RECORDED DATA —
------------------------------------------------------------
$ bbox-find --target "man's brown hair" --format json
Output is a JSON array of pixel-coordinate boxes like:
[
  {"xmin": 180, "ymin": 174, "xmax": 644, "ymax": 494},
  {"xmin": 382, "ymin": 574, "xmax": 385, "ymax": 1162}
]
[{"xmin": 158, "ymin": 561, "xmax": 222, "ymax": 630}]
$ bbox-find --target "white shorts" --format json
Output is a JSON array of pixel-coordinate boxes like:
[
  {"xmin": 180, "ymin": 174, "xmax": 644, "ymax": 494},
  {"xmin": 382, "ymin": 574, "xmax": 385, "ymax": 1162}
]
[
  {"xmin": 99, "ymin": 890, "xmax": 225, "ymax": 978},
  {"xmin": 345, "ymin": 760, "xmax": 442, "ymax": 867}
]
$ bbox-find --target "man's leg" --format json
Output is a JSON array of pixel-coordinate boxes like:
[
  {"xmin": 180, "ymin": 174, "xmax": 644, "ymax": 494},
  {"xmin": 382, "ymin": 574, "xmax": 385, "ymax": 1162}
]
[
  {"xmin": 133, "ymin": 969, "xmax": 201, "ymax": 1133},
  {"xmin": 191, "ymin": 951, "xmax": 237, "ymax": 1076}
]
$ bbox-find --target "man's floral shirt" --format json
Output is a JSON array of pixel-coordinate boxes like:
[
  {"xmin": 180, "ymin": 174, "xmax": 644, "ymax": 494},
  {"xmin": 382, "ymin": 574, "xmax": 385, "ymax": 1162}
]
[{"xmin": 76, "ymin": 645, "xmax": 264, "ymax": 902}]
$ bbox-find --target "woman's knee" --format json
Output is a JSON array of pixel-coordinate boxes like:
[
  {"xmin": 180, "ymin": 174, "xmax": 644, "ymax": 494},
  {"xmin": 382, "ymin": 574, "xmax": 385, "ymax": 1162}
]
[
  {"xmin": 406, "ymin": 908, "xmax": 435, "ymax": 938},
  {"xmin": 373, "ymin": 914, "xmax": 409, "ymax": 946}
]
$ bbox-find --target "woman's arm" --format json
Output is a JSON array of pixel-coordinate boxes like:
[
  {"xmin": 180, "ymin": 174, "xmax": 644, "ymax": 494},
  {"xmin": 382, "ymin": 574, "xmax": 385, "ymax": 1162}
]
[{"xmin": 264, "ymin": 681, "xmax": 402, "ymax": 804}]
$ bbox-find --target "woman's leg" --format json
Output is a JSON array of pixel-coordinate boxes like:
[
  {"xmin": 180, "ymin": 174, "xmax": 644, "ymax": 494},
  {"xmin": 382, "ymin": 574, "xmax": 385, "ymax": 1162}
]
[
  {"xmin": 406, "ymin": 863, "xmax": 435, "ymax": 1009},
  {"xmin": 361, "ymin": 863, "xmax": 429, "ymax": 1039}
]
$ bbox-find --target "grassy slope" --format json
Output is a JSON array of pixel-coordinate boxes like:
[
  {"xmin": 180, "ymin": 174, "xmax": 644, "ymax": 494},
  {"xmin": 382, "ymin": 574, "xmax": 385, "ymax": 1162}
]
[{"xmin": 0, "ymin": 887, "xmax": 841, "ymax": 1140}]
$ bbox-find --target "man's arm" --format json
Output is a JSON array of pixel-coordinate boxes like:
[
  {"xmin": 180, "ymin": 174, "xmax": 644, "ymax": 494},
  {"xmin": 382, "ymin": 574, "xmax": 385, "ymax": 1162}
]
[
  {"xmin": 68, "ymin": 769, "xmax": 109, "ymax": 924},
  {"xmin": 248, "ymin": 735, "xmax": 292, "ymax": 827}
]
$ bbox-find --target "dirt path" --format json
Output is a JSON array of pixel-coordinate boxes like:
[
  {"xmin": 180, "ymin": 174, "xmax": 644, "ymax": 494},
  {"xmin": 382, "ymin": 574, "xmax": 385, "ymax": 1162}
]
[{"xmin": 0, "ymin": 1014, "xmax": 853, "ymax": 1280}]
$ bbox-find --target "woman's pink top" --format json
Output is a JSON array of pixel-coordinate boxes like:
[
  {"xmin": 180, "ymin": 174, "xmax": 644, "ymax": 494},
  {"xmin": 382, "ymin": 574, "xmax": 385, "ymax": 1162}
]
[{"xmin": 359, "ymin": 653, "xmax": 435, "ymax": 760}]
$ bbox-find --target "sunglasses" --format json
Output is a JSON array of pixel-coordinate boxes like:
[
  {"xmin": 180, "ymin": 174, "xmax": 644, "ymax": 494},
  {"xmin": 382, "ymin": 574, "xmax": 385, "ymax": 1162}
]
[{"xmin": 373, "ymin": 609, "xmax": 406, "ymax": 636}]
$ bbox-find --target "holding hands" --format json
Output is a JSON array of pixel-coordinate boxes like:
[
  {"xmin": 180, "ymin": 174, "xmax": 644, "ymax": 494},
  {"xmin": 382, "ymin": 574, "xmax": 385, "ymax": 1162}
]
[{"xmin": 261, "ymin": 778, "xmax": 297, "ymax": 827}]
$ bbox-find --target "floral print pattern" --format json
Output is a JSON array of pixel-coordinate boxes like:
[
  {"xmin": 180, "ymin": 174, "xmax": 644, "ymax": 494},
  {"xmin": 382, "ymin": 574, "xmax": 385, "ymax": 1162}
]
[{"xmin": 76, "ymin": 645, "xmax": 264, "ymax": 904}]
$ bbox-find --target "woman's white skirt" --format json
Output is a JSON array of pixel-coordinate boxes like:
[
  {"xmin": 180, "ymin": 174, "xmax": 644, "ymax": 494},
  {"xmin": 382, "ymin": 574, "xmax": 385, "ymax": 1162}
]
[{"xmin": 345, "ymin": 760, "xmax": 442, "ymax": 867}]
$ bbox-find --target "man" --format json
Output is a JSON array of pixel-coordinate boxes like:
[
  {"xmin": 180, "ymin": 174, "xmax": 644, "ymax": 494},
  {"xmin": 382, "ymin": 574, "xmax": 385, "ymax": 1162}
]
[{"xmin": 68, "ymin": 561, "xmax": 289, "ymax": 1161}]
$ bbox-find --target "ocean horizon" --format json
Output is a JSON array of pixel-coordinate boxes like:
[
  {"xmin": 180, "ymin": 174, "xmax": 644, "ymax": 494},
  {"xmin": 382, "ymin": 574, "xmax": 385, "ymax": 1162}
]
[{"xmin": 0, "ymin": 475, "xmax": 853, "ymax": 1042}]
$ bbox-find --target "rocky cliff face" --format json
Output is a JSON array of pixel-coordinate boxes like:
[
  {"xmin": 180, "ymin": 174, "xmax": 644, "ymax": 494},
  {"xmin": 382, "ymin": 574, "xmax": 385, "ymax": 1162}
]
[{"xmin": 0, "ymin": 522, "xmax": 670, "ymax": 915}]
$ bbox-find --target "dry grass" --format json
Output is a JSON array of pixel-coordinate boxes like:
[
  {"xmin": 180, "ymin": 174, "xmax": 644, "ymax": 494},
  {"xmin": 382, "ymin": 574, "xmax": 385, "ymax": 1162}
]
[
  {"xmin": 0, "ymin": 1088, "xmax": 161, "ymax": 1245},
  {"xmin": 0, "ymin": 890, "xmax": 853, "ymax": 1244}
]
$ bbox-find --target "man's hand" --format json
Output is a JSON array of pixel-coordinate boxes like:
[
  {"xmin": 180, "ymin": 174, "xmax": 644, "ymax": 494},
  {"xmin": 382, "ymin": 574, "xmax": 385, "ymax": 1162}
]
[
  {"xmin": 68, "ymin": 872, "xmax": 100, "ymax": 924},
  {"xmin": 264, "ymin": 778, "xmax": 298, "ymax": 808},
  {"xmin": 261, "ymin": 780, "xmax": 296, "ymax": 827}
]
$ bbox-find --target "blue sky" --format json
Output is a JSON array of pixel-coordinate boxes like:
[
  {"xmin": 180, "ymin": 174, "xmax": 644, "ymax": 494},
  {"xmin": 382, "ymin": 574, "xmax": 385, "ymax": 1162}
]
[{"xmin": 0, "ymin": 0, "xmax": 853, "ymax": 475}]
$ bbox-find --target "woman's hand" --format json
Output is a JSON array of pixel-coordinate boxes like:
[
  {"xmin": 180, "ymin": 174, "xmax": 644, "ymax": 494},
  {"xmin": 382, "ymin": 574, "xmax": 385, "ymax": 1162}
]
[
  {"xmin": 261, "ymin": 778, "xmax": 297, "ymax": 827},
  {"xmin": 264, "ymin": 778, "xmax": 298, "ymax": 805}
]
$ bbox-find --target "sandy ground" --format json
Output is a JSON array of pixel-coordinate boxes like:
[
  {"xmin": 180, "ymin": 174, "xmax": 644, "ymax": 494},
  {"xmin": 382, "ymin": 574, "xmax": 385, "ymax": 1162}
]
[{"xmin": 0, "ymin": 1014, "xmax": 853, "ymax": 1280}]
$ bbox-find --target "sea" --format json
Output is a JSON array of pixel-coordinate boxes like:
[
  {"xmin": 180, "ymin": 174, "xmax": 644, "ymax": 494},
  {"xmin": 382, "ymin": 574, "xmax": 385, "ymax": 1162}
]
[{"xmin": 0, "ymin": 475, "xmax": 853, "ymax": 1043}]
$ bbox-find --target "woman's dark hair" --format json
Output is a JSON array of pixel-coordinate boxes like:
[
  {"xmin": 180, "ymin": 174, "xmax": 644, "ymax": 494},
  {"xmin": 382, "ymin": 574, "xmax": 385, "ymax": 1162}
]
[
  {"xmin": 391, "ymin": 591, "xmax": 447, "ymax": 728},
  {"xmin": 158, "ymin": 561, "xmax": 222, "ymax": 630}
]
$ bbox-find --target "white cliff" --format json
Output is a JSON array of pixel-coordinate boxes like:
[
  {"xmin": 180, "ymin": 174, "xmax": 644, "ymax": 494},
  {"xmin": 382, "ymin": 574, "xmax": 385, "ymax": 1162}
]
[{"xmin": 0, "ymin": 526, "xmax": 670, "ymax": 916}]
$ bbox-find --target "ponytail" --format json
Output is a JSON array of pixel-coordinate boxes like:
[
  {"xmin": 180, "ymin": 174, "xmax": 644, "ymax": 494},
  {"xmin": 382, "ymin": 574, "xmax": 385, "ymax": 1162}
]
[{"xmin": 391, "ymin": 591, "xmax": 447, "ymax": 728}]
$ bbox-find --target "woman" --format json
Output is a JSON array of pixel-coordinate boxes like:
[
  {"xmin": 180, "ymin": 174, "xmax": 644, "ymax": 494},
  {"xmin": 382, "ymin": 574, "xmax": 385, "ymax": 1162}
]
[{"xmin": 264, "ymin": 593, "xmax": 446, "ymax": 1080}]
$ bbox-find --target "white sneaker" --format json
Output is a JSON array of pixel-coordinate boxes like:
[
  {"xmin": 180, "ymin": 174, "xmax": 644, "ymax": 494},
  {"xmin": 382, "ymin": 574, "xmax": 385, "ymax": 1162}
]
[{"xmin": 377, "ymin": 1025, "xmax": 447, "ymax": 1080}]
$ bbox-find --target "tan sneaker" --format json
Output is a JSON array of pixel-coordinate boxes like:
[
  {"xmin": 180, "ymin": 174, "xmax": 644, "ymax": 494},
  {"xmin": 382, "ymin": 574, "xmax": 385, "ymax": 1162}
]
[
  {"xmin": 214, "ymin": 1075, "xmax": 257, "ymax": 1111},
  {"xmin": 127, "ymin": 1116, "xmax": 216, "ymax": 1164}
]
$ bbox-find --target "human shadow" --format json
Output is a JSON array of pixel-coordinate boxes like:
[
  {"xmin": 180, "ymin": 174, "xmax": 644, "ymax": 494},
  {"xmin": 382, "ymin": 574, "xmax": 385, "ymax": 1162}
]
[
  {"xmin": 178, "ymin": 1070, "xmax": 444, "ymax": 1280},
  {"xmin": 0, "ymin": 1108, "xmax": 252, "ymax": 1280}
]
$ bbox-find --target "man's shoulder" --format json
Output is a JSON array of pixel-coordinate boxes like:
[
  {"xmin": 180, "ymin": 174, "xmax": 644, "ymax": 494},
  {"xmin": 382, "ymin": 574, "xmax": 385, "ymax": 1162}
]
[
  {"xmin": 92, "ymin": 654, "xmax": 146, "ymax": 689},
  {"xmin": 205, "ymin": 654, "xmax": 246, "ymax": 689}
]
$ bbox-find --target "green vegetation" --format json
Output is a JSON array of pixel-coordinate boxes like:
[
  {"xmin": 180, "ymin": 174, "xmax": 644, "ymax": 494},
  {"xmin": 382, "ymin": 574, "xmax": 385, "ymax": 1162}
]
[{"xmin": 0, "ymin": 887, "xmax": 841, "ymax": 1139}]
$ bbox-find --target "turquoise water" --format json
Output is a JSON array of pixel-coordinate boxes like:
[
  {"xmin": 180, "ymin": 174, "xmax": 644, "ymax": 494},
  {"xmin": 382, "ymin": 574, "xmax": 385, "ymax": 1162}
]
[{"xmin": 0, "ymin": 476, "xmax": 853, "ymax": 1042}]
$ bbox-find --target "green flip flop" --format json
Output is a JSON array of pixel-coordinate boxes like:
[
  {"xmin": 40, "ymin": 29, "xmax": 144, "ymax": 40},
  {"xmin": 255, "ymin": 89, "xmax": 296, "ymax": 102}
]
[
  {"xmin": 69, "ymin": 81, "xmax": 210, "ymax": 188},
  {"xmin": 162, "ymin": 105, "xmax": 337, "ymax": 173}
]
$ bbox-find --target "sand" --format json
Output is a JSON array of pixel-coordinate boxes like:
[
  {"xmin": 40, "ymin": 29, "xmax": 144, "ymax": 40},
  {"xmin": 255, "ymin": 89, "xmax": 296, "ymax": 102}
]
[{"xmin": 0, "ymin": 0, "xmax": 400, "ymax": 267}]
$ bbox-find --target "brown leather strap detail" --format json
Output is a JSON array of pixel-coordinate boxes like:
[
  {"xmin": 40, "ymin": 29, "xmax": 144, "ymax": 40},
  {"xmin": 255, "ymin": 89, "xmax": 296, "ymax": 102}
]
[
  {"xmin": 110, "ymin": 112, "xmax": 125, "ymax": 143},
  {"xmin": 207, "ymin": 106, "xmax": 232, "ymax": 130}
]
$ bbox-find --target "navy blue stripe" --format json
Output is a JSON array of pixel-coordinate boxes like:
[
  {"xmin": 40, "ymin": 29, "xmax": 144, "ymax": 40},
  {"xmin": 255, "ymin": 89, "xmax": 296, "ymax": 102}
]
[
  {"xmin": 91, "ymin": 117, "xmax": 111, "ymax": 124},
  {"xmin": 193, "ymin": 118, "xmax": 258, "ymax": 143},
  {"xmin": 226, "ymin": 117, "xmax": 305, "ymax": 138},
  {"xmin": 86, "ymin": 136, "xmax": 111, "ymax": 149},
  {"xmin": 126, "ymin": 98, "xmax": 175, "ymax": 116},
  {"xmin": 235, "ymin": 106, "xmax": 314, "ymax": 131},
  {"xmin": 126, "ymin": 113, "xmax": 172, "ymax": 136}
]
------------------------------------------------------------
GOAL — Select every line of the listing above that contains the word "cliff", and copy each of those lines.

IN RESPONSE —
$ bbox-find --target "rocky cliff face" --format json
$ bbox-find --target "white cliff" --format json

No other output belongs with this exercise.